TEXTO EXTRAÍDO:
+++
Padre Geovane
Saraiva*
Dedicar-se à
ternura de Nosso Senhor Jesus Cristo não é, de modo algum, voltar-se para um
pieguismo ou devocionismo sentimental, exagerado ou inexpressivo. Quer,
sobretudo, revelar o agir de Jesus, ensinando-nos o que de mais humano existe
em Deus e, por outro lado, manifestando o que de mais divino existe na criatura
humana, imagem e semelhança de Deus (cf. Gn 1, 26s). Neste sentido, não podemos
prescindir nem mesmo de arriscar a nossa própria vida, desde que para bem
cumprir o projeto do Criador e Pai. “Deixar escapar a ternura é deixar escapar
a vida. E como não há vida sem risco, assim também não há ternura sem riscos”
(Carlo Rocchetta). A compreensão da ternura de Deus requer uma sábia capacidade
dos cristãos de acolher a beleza preciosa e transcendente realidade da criação,
na qual se percebe com clareza os sinais de Deus e para qual se dirige
constantemente seu terno olhar.
É indispensável
que se crie condições que favoreçam e despertem nos seres humanos, o sentido do
encanto e das maravilhas da vida, como tão bem afirma o teólogo Giovanni
Bonetto, na seguinte assertiva: “Quem perdeu a capacidade de maravilhar-se e de
ser surpreendido pelas coisas, é como se estivesse morto e seus olhos se
apagaram”. Que Deus nos dê a graça da sensibilidade e confiança, tão bem
expressas no Evangelho: “Olhai os pássaros dos céus: eles não semeiam, não
colhem nem ajuntam em armazéns. No entanto, vosso Pai que está nos céus os
alimenta. Ora, não valeis vós mais do que eles? Quem de vós pode prolongar a
duração da própria vida, só pelo fato de se preocupar com isso? E por que
ficais preocupados com a roupa? Olhai como crescem os lírios do campo: eles não
trabalham nem fiam. Porém, eu vos digo: nem o rei Salomão, em toda a sua
glória, jamais se vestiu como um deles” (cf. Mt 6, 26-29).
O Santo Padre, o
Papa Francisco, na missa que inaugurou o início de seu pontificado, aos 19/03/2013,
disse palavras belíssimas, dentro desse mesmo contexto da alegria e da ternura,
ao referir-se a esperança do povo de Deus, os descendentes de Abraão: “Com uma
esperança, para além do que se podia esperar! Também hoje, perante tantos
pedaços de céu cinzento, há necessidade de ver a luz da esperança e de darmos
nós mesmos a esperança. Guardar a criação, cada homem e cada mulher, com um
olhar de ternura e amor, é abrir o horizonte da esperança, é abrir um rasgo de
luz no meio de tantas nuvens, é levar o calor da esperança! E, para o crente,
para nós cristãos, como Abraão, como São José, a esperança que levamos tem o
horizonte de Deus que nos foi aberto em Cristo, está fundada sobre a rocha que
é Deus” (cf. Rm 4, 18).
+++
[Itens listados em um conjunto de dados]
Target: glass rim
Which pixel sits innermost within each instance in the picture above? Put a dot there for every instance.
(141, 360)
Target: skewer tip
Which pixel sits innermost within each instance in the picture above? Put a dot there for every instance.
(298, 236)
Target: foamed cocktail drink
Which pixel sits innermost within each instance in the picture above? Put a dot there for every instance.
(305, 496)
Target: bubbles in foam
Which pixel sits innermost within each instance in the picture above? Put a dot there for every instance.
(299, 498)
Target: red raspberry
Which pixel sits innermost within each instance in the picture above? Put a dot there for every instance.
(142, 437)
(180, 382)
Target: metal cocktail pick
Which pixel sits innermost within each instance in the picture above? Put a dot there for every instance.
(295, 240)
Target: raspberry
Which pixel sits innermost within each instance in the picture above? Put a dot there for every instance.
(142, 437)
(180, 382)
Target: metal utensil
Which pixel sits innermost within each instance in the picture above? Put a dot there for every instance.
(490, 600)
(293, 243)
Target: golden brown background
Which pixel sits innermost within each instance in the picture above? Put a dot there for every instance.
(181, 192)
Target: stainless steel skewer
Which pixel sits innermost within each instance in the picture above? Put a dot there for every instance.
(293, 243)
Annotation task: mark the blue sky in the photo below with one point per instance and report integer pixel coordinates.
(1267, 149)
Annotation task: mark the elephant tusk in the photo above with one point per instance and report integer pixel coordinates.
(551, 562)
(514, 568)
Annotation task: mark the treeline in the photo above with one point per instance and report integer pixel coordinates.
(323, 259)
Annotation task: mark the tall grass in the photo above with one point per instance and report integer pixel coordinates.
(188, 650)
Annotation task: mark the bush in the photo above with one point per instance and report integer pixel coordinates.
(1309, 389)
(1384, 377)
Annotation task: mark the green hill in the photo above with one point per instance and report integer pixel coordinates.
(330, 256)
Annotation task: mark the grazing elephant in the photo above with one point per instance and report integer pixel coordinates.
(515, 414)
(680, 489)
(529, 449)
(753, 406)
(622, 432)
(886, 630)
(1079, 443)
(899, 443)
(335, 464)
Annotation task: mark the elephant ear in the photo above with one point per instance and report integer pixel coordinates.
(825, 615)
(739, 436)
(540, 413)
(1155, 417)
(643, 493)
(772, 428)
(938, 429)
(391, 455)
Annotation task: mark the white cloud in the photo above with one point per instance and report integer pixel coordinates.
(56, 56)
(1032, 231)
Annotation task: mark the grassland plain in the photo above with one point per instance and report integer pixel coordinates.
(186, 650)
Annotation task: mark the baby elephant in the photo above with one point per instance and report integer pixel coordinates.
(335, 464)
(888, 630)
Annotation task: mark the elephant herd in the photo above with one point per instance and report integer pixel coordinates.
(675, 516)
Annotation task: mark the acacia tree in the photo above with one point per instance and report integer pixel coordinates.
+++
OBJETIVOS:
**a.** Responda às perguntas com base no texto sobre a ternura de Deus, uma resposta por linha:
(i) A quem é atribuída a frase "não há ternura sem riscos"?
(ii) Qual teólogo é citado a respeito da capacidade de maravilhar-se?
(iii) Em que data o Papa Francisco celebrou a missa que inaugurou o início de seu pontificado?
**b.** Enumere todas as referências bíblicas indicadas entre parênteses no texto sobre a ternura de Deus.
**c.** Retome o texto sobre a ternura de Deus a partir do ponto em que ele termina, escrevendo um parágrafo que dê seguimento à reflexão.
O material provém de uma fonte diferente da do texto.

AS RESPOSTAS:
**a.**
(i) A Carlo Rocchetta.
(ii) Giovanni Bonetto.
(iii) Em 19/03/2013.

**b.**
Gn 1, 26s
Mt 6, 26-29
Rm 4, 18

**c.**
Já no Evangelho
do sermão da montanha, que se inicia com as bem aventuranças, declaração
maravilhosa e solene, proclamada pelo Filho de Deus, o reino de Deus nos é
revelado como uma boa notícia aos pobres. Essa declaração ou anúncio é um grito
de alegria, feito por Jesus de Nazaré, pela chegada do reino de Deus e, ao
mesmo tempo, uma proposta rigorosa e exigente a um estilo de vida, na ternura,
no desprendimento e no despojamento: “Bem-aventurados sereis quando vos
caluniarem, quando vos perseguirem e disserem falsamente todo o tipo de mal contra
vós por causa de mim” (cf. Mt 5, 11), deixando claro e evidente que a ternura
de Deus deve ser sempre, a razão de nossa maior alegria.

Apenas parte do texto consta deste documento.